### EXERCISE BRIEF
Copy verbatim the block of lines in the entries below whose first line contains "Query: stone building facade" and whose last line contains "Query: lamp post base". Leave out all other lines.

### EXTRACTED ENTRIES

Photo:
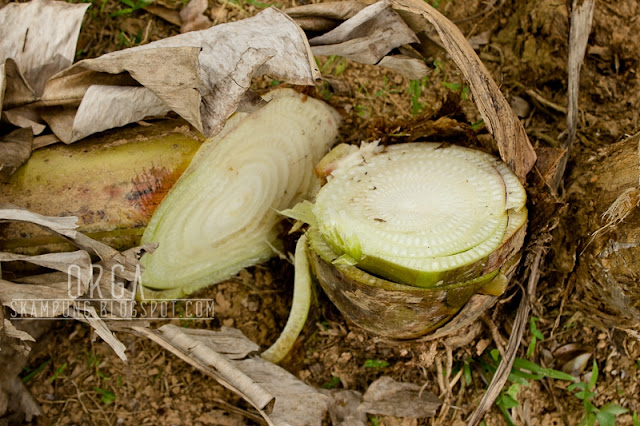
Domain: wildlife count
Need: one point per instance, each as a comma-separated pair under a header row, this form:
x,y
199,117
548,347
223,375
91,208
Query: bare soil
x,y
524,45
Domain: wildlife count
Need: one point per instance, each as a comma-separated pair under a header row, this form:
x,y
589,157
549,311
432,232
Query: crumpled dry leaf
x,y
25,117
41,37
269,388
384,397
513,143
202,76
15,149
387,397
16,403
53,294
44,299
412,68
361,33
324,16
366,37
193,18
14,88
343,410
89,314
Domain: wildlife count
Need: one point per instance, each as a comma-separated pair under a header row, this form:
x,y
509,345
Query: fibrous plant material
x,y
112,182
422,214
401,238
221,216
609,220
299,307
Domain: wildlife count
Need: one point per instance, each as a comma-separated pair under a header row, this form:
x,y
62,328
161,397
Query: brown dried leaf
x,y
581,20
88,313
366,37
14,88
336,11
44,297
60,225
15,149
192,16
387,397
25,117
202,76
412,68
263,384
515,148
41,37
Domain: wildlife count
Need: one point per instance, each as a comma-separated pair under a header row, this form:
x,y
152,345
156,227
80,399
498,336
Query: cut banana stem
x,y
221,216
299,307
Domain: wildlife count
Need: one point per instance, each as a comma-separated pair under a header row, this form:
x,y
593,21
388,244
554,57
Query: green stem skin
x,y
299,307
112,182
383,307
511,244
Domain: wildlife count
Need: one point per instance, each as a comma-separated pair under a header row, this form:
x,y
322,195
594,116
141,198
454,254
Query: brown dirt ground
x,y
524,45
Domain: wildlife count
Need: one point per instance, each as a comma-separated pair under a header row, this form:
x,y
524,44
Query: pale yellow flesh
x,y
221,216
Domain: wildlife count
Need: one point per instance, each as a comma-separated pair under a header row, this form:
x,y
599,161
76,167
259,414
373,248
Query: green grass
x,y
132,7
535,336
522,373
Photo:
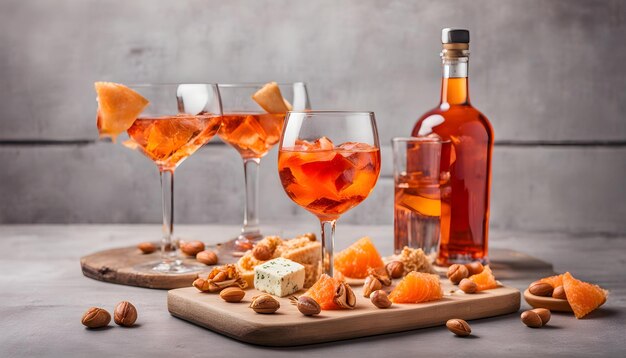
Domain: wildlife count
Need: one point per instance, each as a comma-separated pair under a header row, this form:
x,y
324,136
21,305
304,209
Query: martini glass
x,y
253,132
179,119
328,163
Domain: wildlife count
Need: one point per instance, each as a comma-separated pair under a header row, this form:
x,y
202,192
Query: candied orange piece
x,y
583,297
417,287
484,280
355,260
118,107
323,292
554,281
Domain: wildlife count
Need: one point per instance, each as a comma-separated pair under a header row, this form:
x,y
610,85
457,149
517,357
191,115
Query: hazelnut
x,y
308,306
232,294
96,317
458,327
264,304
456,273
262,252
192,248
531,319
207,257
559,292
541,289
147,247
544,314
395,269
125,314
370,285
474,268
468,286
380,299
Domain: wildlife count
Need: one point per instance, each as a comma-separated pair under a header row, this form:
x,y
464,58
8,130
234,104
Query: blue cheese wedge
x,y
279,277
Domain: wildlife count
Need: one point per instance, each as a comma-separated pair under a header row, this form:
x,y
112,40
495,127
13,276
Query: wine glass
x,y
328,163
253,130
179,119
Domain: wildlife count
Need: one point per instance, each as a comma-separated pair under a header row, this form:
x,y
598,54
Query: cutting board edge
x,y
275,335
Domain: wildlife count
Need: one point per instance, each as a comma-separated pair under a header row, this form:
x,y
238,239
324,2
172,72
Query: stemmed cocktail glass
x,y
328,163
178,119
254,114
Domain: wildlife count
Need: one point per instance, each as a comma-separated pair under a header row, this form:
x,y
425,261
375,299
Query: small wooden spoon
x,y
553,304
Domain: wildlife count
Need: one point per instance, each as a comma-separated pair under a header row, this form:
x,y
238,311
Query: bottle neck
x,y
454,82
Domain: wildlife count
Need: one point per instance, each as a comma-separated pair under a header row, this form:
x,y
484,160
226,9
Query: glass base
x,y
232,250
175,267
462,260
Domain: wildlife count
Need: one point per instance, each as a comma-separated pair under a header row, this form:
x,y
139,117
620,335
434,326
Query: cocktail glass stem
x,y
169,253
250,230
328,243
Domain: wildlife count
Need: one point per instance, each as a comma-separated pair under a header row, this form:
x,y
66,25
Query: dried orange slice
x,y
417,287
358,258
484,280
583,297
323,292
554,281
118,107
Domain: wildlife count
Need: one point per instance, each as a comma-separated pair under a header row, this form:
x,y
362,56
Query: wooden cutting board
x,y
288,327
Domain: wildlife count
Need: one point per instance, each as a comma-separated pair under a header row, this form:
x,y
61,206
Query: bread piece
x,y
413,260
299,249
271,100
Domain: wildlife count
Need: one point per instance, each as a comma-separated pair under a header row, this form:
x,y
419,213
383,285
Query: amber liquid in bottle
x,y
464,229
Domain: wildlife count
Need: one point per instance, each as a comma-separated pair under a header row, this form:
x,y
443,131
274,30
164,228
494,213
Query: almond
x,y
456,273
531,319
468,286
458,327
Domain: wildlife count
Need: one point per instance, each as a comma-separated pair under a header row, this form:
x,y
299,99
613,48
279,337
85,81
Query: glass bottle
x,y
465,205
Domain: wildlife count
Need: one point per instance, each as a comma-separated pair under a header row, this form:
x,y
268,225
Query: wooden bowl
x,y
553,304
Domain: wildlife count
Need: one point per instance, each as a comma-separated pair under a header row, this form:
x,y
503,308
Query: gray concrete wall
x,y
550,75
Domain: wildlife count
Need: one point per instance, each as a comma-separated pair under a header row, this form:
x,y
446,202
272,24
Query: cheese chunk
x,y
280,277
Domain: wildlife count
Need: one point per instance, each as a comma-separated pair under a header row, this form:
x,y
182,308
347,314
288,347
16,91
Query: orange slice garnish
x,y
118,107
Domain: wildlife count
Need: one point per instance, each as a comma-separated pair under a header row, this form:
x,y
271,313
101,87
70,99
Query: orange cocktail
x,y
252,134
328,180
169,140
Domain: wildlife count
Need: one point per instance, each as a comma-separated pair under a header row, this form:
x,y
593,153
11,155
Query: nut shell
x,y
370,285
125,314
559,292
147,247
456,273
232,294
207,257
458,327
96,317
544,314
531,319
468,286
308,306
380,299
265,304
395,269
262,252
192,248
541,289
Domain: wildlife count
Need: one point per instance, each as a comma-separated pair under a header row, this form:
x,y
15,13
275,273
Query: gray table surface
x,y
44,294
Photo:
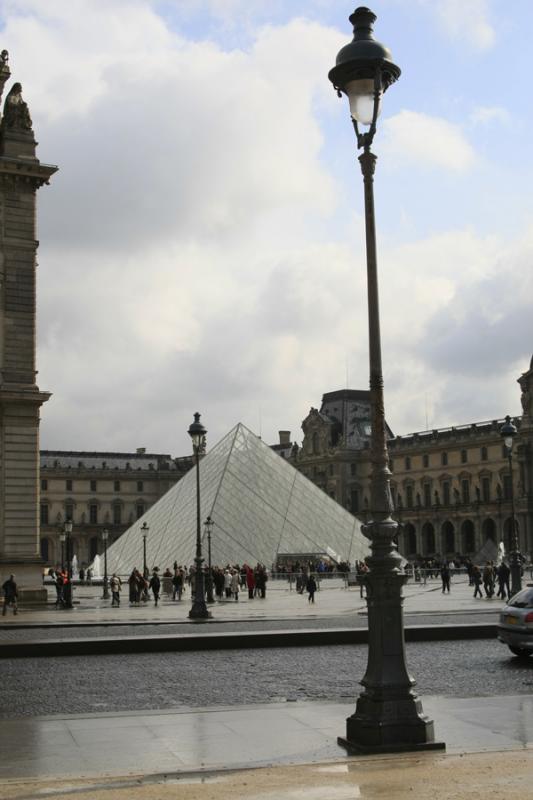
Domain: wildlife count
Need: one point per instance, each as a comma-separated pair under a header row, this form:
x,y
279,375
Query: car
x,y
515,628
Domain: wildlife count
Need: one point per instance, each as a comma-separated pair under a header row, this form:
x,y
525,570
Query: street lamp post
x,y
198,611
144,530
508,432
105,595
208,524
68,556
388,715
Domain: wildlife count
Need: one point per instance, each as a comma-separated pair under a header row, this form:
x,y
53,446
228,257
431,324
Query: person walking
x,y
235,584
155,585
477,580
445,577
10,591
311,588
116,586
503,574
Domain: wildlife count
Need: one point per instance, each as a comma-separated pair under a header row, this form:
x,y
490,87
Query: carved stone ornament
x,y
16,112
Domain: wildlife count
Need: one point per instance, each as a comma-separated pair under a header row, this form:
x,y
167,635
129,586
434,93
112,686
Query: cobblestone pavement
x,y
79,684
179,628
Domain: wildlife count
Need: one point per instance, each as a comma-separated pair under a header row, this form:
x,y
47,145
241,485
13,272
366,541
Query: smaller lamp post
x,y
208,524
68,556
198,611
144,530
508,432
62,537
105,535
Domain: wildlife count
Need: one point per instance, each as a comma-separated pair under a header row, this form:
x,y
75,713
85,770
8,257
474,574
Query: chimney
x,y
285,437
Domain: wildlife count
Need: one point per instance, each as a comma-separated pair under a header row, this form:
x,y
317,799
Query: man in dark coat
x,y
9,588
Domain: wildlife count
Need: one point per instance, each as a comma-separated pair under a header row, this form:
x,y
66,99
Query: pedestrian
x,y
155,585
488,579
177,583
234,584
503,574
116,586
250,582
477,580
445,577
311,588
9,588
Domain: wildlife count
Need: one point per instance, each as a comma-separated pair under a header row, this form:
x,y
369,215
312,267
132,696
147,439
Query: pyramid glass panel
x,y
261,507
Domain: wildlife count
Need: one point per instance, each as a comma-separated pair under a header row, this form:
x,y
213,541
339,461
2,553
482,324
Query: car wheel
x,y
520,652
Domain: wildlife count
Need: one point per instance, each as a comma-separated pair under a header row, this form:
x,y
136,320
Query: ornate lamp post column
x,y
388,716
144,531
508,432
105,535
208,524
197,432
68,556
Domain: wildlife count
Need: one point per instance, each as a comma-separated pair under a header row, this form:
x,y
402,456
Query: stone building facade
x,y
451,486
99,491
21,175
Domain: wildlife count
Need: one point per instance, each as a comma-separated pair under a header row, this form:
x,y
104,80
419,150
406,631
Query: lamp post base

* * *

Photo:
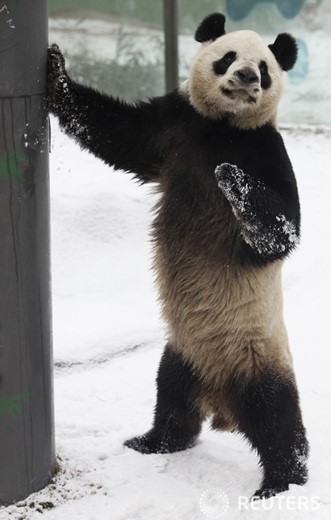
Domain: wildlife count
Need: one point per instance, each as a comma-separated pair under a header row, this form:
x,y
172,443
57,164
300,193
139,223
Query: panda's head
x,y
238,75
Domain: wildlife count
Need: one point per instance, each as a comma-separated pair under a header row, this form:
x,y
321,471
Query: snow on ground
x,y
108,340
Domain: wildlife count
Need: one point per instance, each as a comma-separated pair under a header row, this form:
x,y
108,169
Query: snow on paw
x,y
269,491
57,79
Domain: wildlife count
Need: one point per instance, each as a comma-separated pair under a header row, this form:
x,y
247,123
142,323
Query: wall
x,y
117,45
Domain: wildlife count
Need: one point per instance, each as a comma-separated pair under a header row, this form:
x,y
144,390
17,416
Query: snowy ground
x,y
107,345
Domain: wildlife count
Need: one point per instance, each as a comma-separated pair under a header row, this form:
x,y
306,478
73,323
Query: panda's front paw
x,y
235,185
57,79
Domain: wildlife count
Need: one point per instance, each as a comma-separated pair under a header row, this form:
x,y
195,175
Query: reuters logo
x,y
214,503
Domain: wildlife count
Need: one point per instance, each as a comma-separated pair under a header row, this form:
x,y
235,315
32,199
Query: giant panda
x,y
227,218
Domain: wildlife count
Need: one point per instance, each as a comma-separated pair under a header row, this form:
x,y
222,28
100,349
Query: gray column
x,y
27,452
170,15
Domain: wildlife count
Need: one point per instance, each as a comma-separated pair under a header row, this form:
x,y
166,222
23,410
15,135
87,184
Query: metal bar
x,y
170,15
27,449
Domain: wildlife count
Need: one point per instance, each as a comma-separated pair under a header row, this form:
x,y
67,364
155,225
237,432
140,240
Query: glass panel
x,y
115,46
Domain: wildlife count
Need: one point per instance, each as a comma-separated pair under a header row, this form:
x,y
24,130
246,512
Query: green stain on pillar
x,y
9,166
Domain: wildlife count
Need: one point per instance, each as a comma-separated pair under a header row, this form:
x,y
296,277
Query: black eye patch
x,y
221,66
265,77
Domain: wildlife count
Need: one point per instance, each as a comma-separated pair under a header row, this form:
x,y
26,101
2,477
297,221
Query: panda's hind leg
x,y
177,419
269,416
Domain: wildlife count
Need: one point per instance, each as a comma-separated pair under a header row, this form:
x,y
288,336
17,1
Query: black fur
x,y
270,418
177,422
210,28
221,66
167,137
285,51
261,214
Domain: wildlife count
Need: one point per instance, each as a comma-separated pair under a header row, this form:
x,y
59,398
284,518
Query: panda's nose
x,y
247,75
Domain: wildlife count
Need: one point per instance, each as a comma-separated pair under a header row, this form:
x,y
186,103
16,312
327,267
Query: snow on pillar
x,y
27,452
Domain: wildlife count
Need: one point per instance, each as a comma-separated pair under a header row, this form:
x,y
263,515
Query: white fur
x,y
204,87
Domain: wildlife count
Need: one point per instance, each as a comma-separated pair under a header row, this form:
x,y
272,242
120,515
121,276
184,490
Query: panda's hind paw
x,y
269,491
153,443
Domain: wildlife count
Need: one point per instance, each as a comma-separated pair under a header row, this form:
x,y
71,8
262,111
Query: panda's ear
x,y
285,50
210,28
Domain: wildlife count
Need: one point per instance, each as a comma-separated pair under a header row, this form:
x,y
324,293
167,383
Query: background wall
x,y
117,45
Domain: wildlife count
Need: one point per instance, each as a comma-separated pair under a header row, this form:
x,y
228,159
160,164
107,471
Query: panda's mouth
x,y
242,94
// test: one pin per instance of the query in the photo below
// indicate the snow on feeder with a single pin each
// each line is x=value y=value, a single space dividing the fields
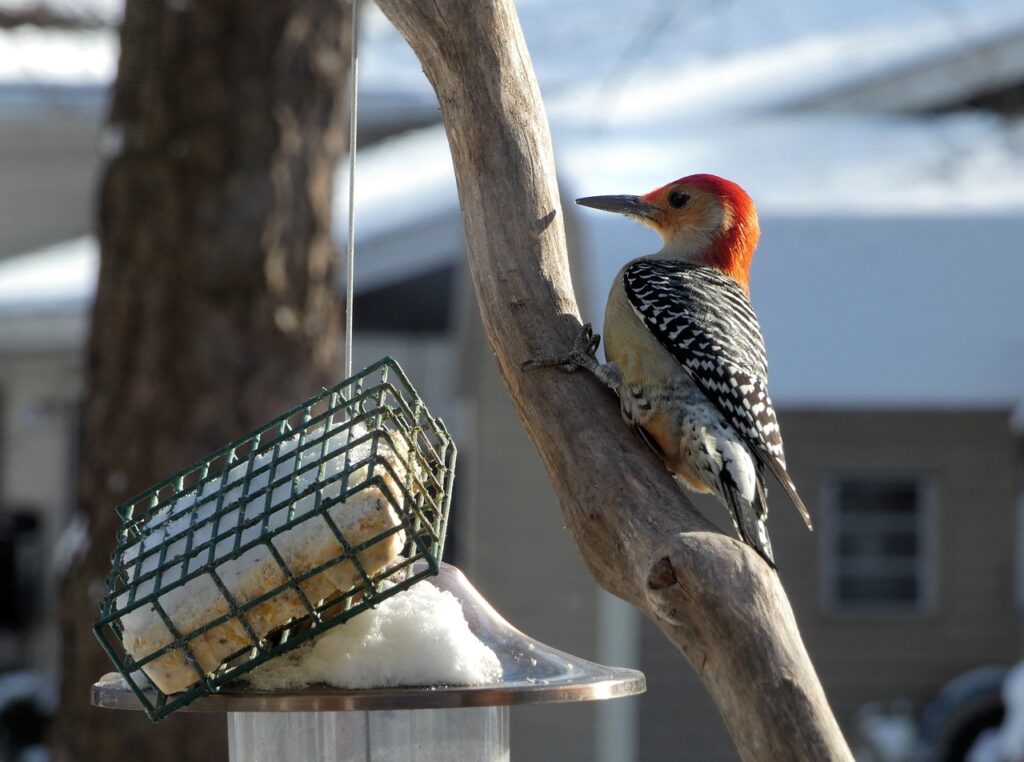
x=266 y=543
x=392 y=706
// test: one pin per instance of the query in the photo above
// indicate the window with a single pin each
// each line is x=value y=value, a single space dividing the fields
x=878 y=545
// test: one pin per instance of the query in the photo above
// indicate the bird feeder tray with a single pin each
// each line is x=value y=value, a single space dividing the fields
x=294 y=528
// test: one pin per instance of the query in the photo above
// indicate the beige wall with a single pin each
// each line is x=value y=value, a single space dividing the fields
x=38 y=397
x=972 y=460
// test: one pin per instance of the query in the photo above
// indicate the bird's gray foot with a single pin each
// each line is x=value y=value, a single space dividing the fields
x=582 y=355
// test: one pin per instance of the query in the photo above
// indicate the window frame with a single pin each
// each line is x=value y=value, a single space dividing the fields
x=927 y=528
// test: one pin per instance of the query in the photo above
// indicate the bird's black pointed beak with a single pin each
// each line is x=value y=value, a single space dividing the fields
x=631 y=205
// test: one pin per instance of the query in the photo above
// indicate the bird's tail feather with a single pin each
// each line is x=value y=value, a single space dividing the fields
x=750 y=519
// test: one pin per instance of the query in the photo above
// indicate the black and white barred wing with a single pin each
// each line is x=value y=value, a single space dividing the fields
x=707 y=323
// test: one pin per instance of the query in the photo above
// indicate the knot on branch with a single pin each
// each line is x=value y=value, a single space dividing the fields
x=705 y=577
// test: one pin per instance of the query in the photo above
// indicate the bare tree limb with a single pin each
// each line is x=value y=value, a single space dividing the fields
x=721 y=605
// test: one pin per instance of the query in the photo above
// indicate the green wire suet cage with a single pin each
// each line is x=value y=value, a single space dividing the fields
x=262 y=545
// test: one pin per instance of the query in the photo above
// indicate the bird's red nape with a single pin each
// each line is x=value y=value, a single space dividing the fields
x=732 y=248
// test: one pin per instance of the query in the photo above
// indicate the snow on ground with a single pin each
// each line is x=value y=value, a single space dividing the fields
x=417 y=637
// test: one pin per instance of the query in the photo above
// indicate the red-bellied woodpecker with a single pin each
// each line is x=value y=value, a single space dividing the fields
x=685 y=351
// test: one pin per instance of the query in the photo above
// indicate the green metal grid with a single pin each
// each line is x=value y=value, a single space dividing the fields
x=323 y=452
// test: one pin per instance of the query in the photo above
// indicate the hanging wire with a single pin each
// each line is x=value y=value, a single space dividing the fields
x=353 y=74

==

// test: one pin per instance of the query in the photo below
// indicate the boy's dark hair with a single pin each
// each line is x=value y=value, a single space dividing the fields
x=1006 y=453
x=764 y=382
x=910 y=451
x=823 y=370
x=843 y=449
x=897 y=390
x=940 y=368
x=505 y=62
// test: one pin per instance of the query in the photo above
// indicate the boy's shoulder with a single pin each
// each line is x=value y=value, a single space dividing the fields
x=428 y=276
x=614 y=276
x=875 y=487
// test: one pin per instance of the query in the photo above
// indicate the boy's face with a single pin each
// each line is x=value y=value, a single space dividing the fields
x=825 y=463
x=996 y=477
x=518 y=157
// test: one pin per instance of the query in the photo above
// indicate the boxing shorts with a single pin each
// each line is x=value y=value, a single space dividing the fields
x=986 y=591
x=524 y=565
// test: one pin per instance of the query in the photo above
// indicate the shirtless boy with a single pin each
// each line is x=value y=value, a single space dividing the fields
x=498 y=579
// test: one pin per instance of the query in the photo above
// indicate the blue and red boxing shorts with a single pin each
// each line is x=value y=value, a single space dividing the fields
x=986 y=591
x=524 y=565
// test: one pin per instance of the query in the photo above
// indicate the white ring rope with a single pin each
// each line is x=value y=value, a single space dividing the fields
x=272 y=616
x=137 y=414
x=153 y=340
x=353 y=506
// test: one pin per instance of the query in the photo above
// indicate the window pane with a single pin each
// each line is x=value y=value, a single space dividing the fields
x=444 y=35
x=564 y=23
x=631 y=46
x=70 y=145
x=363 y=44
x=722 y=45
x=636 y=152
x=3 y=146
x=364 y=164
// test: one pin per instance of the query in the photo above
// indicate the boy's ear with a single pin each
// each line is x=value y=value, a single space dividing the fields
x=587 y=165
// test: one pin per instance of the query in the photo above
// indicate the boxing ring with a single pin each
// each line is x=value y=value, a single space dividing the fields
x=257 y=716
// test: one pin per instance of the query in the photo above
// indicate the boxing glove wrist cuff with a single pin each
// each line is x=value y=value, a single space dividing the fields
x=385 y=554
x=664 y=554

### REPLY TO THE TASK
Query: stone building facade
x,y
451,486
99,491
21,175
Domain: wildlife count
Need: one point per instance, each as a comma-separated pair under a header row, this form:
x,y
104,80
419,150
406,631
Query: lamp post base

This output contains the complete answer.